Written exercise a = According to the housing market excerpt below, when will TRREB release November's stats?

Excerpt to read =
Yellow highlights in the above tables reveal the following:

  • 2nd lowest number of sales in the GTA in July compared to all the other Julys in the last 21 years

  • lowest number of sales in the GTA in August compared to all the other Augusts in the last 21 years

  • lowest number of sales in the GTA in September compared to all the other Septembers in the last 21 years

  • lowest number of sales in the GTA in October compared to all the other Octobers in the last 21 years

  • I just checked accumulated sales in the major TRREB regions for the period of November 1 to 10, and if the remainder of November is similar to the first 10 days, then November is on track to have the lowest number of sales in the GTA in November compared to all the other Novembers in the last 21 years. TRREB will release November's stats in the first week of December.

Lots of "not so good" records are being set here. Low sales reflects low buyer demand. A record low number of sales over the last 4 months represents a systemic shift of buyer sentiment and buyer activity to the downside. Many buyers are waiting for mortgage rates to come down and they're reading the same articles you are. They know mortgage rates will remain high until inflation is under control so most are staying on the sidelines until that happens, especially given that a majority of buyers believe home prices will remain flat or will drop further in the interim.

 

Holding off from buying is not just physchological or strategic. It's also real. Less buyers can qualify at prevailing high qualifying rates. Sellers with low mortgage rates don't want to "move-up" and be saddled with blending their low rate with a high one. Most investors have exited the market because negative cash-flows are much higher than during the condo rush a couple of years ago, and today's negative cash flows can't be offset by high principle build-ups (in low-rate mortgages), or yearly condo appreciation which is virtually non-existant. Not only are home owners not leveraging their equity into investment properties, the opposite is true. Many are de-leveraging. Investors with multiple condos are attempting to off-load some because the prospect of high-rate mortgage renewals on two or more condos can be financially untenable. That's why the current condo market is faltering as more investor product hits the market with falling buyer and investor demand.

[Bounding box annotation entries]

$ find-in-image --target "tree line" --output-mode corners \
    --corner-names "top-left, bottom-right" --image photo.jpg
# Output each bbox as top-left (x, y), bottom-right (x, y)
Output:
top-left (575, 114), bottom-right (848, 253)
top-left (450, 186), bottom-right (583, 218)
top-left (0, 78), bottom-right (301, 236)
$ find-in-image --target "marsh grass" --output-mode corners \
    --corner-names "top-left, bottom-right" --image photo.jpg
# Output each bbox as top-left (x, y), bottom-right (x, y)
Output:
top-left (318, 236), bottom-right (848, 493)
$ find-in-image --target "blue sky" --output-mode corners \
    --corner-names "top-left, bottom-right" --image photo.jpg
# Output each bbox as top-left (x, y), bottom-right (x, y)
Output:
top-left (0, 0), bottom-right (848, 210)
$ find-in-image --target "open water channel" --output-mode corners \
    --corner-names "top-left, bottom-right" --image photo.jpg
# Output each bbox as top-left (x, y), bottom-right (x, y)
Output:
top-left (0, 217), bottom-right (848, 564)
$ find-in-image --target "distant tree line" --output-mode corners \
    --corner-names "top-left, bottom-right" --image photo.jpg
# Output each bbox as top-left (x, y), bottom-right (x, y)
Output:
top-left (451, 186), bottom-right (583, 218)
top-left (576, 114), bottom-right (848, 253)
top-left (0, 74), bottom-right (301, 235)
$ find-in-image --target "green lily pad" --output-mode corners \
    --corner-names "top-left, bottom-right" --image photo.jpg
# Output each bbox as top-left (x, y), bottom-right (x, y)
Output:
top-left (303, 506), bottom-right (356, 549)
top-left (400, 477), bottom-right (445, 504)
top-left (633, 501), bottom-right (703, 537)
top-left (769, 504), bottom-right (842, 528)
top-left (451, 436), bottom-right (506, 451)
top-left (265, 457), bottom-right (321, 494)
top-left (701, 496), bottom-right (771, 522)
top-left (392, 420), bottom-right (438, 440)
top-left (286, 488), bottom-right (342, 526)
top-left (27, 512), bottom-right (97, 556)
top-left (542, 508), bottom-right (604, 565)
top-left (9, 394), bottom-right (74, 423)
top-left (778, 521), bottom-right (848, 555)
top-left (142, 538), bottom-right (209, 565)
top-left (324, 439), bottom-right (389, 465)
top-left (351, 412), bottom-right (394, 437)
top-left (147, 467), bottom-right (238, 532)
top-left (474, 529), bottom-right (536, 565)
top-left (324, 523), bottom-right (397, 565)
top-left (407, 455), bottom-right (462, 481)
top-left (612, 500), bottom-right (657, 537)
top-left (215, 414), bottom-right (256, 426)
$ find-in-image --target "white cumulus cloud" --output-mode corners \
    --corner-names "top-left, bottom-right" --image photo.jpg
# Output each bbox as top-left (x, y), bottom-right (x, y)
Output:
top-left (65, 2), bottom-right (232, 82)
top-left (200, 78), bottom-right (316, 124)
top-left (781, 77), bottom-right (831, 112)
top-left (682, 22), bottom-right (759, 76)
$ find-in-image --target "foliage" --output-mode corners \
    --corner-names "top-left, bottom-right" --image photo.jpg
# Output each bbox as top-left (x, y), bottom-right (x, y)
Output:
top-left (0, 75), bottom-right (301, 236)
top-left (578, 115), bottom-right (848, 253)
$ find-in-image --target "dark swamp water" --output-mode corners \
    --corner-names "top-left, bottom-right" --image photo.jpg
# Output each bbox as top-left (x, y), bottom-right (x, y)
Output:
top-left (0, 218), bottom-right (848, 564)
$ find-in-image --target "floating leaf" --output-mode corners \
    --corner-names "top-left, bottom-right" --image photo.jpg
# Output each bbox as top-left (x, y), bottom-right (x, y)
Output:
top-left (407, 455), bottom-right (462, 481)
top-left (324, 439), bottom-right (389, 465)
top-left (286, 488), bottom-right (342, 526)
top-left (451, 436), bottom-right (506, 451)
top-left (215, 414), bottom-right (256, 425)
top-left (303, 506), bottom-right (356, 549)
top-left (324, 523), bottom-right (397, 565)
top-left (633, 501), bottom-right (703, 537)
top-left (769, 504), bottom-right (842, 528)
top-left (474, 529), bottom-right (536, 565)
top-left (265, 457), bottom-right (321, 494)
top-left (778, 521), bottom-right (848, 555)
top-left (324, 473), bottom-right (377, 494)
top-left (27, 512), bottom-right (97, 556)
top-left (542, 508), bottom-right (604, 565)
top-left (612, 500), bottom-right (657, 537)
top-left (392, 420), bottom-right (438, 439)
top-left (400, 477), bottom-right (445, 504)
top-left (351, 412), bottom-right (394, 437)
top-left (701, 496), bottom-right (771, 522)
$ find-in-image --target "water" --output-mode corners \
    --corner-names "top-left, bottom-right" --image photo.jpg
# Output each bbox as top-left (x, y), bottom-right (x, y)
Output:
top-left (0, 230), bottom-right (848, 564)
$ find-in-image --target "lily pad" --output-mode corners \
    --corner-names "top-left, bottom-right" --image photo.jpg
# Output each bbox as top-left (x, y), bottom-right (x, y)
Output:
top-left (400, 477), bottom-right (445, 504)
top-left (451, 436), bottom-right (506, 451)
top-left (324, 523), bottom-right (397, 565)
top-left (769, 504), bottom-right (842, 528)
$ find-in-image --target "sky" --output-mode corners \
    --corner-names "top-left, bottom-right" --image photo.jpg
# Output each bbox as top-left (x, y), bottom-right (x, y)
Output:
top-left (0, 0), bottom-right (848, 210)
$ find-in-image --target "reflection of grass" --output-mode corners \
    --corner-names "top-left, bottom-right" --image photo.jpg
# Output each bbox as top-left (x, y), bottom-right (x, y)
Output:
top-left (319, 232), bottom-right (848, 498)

Written exercise b = How many lines of the entries above contain the string "lily"? Reply with the number alone.

Result a = In the first week of December.

Result b = 2